● **ASSIGNMENT**:
Using the records below, write out the line with "Detect worker's blue" and each line after it through the final one, exactly, and only those.

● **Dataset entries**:

########

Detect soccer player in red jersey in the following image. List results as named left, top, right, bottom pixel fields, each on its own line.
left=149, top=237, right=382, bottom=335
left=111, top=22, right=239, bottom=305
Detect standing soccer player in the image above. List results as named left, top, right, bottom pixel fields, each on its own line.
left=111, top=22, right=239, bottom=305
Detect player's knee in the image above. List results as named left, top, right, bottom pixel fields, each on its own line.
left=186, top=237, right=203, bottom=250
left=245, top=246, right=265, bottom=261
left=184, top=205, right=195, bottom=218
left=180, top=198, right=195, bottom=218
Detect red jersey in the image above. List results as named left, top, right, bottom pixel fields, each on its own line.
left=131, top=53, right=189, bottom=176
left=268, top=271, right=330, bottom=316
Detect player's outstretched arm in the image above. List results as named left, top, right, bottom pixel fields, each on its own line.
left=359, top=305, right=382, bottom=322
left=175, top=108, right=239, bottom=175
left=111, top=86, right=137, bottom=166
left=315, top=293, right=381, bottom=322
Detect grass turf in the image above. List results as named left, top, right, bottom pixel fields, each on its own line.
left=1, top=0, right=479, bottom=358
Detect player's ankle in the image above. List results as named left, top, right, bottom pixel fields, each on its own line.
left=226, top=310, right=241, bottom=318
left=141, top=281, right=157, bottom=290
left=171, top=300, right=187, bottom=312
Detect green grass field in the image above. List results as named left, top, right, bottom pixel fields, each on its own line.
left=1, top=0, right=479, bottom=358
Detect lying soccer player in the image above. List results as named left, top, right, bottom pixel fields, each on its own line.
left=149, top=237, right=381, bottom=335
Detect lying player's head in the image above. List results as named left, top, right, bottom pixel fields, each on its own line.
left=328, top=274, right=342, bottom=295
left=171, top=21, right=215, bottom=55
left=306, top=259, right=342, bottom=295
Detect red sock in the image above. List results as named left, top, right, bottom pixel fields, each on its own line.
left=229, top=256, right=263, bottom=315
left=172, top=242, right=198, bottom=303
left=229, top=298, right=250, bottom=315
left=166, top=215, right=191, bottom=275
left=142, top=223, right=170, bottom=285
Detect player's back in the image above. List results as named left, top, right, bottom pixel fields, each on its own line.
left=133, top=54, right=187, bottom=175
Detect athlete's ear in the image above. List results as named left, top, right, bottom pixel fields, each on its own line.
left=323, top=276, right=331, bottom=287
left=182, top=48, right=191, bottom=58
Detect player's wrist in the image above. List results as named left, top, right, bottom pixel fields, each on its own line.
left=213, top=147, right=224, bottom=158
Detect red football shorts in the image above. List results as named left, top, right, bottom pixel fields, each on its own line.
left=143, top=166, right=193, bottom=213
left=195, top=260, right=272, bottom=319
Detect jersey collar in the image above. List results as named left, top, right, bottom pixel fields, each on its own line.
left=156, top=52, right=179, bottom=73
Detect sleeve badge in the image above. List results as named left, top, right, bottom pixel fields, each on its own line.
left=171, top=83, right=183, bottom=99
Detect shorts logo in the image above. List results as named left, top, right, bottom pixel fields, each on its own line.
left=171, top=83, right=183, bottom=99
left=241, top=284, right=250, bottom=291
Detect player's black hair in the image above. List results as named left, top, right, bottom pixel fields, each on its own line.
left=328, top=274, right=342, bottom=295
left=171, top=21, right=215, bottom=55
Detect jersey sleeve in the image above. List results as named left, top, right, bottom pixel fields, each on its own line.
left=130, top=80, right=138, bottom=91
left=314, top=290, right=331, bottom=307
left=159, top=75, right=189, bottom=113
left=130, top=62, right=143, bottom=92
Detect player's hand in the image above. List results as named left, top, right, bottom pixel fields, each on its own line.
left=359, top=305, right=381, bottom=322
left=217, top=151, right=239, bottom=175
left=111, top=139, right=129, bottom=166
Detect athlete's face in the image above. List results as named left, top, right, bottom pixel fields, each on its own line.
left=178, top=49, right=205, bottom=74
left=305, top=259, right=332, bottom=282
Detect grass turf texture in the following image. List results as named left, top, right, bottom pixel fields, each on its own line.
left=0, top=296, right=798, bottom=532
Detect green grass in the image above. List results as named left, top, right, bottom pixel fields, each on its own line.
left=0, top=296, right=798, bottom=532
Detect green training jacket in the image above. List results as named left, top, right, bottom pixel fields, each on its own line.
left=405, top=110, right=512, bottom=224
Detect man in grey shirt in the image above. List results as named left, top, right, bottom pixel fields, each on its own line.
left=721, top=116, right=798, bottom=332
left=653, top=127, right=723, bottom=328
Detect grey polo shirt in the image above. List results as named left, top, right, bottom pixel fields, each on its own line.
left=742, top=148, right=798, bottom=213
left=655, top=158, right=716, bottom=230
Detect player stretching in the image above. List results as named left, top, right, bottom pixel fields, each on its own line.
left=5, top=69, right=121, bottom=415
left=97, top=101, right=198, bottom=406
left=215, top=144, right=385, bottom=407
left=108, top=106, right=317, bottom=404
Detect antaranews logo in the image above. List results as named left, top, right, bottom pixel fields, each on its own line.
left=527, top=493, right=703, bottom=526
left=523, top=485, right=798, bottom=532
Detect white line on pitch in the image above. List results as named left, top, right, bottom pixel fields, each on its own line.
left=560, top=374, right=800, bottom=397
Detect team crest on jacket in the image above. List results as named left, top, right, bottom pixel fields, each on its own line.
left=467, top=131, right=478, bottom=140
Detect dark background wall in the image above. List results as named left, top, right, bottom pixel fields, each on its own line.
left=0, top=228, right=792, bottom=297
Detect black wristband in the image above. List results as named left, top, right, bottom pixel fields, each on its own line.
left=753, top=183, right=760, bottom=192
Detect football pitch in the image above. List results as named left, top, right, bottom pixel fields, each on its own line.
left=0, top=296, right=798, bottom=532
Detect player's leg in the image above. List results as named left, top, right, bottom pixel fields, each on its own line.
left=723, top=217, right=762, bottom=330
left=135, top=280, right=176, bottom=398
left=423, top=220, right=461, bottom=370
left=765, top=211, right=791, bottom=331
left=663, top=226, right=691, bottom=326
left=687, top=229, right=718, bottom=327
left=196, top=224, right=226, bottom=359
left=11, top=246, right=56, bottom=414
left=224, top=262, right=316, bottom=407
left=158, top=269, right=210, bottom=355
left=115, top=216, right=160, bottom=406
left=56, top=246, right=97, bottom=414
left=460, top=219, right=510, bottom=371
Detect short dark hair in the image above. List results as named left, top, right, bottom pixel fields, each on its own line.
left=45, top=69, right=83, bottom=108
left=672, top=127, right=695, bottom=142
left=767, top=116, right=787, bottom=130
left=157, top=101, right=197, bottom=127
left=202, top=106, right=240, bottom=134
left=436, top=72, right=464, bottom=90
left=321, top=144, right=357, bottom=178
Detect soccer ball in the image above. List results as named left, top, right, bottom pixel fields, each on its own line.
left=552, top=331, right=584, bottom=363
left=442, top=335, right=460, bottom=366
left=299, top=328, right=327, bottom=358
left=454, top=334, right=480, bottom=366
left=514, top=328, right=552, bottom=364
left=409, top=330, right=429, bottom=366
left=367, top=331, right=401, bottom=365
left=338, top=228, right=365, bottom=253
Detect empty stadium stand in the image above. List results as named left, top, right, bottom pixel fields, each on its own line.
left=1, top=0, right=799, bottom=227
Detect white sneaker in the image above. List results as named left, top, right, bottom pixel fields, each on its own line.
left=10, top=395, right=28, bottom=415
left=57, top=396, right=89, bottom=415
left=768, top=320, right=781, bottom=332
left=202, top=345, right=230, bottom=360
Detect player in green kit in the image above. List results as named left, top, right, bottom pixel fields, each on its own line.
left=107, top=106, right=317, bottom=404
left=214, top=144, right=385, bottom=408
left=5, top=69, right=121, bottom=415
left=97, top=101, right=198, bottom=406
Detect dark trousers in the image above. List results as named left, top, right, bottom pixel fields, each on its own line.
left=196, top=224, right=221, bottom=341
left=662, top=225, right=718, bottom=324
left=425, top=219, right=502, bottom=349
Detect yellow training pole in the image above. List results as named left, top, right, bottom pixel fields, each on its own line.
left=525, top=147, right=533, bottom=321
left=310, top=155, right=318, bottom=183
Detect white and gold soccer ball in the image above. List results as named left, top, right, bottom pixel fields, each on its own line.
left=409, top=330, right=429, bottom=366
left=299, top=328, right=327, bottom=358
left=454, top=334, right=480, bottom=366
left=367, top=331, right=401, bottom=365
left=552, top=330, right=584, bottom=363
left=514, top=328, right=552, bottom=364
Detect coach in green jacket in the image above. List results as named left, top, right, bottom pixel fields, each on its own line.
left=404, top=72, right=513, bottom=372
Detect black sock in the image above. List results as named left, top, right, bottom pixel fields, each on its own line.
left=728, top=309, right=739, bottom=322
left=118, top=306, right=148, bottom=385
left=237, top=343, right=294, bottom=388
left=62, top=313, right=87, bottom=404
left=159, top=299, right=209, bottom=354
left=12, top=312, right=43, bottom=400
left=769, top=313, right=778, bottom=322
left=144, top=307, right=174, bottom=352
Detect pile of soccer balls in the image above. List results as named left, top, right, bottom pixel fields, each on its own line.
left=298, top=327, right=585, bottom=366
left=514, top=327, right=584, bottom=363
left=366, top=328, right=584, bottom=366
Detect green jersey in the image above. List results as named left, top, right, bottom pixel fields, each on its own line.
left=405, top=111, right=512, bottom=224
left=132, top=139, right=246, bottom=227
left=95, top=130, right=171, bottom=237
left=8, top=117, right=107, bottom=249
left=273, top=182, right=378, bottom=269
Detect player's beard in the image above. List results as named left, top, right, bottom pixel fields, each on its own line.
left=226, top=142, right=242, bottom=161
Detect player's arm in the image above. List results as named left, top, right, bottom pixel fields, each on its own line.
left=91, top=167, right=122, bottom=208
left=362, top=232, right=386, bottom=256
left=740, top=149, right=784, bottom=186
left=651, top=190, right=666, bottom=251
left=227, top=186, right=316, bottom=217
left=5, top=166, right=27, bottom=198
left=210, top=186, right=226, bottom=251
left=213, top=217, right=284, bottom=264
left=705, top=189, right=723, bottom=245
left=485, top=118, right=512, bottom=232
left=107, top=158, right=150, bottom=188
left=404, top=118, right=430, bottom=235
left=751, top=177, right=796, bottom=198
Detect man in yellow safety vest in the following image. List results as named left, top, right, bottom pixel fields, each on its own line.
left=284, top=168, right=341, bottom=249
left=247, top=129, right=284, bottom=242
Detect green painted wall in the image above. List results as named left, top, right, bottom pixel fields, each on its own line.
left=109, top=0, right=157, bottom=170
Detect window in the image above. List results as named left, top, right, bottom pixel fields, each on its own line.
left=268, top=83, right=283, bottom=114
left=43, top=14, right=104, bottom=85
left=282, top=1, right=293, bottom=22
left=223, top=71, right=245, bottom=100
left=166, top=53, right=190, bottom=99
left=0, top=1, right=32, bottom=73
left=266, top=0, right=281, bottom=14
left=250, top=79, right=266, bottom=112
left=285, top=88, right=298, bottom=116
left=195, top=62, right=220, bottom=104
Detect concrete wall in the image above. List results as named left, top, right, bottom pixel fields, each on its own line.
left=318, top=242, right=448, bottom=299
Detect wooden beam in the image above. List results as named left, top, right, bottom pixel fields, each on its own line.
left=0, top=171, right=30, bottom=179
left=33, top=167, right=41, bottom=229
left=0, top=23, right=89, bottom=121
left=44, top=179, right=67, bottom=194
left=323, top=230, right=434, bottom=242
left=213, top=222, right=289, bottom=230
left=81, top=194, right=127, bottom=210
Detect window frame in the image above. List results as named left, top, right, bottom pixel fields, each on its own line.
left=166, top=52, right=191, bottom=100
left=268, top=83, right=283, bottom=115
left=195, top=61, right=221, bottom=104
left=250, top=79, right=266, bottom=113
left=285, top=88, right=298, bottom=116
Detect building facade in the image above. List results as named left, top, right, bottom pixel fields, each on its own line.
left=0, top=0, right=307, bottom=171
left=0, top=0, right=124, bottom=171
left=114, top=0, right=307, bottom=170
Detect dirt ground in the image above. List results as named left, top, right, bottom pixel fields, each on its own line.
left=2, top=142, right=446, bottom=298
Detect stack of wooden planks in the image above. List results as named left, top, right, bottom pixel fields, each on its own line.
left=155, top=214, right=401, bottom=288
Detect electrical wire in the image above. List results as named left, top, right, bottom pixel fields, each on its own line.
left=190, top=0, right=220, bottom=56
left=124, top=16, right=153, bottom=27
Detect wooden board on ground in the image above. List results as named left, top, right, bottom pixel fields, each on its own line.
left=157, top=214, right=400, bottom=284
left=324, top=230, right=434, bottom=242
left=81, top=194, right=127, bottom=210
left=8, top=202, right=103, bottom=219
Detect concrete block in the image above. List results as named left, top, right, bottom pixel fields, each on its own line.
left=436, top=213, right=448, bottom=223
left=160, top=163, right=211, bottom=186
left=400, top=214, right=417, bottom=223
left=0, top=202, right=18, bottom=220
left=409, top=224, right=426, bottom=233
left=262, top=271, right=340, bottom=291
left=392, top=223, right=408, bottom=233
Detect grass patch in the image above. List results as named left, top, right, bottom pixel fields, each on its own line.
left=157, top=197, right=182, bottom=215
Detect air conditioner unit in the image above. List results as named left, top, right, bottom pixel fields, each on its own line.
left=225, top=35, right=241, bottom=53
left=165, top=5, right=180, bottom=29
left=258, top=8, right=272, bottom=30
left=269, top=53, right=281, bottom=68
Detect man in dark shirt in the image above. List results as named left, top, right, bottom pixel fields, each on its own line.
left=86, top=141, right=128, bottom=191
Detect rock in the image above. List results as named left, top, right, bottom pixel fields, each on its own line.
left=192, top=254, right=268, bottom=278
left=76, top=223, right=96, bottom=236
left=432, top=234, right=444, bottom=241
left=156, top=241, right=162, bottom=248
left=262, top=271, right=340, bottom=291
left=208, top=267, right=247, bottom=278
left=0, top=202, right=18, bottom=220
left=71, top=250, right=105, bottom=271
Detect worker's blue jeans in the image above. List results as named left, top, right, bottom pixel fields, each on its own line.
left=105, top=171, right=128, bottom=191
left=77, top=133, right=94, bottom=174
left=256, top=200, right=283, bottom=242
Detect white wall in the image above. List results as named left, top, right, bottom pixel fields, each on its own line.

########

● **EXERCISE RESULT**:
Detect worker's blue jeans in the image above. List results as named left, top, right, bottom pixel fields, each on its own line.
left=105, top=171, right=128, bottom=191
left=77, top=133, right=94, bottom=174
left=256, top=200, right=283, bottom=242
Detect white wall in the image above. List results as named left, top, right, bottom pixel fields, each on its own line.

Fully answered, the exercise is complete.